[Start]
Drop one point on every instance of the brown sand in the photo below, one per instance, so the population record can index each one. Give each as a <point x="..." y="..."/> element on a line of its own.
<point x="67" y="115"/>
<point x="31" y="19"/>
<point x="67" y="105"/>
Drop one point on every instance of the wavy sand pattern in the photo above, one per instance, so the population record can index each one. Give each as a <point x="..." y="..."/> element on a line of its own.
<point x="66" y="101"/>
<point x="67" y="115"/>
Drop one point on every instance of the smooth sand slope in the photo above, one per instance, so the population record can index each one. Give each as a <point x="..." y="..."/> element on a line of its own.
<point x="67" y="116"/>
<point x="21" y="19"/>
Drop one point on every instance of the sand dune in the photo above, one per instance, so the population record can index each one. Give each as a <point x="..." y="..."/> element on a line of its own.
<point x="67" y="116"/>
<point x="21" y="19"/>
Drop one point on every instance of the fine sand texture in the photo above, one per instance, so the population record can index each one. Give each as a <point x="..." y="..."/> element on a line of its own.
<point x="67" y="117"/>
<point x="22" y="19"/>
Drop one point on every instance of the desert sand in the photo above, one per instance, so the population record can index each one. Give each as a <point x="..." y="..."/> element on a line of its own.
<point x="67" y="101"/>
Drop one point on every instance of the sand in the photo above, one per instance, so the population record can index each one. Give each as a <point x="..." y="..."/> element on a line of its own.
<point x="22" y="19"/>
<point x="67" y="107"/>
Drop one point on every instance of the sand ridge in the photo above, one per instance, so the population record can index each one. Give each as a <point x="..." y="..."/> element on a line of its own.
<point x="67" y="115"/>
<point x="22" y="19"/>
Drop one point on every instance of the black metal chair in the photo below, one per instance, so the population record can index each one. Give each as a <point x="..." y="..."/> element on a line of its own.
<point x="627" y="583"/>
[End]
Please reproduce the records word for word, starting at the line with "Drop one point on every instance of the sand in" and continuing up to and including the last line of the records.

Drop one point on every instance of the sand in the photo above, one per instance, so the population record can index each one. Give each as a <point x="..." y="..."/> element on a line of its own.
<point x="22" y="19"/>
<point x="67" y="107"/>
Drop one point on every instance of the sand ridge in the photo above, one per instance, so the population record can index each one. Give each as a <point x="..." y="..."/> element on a line of its own.
<point x="67" y="115"/>
<point x="22" y="19"/>
Drop one point on every instance of the black metal chair in the photo below, one per instance, so the population record can index each one. Give each as a <point x="..." y="..."/> element on a line of its own.
<point x="627" y="583"/>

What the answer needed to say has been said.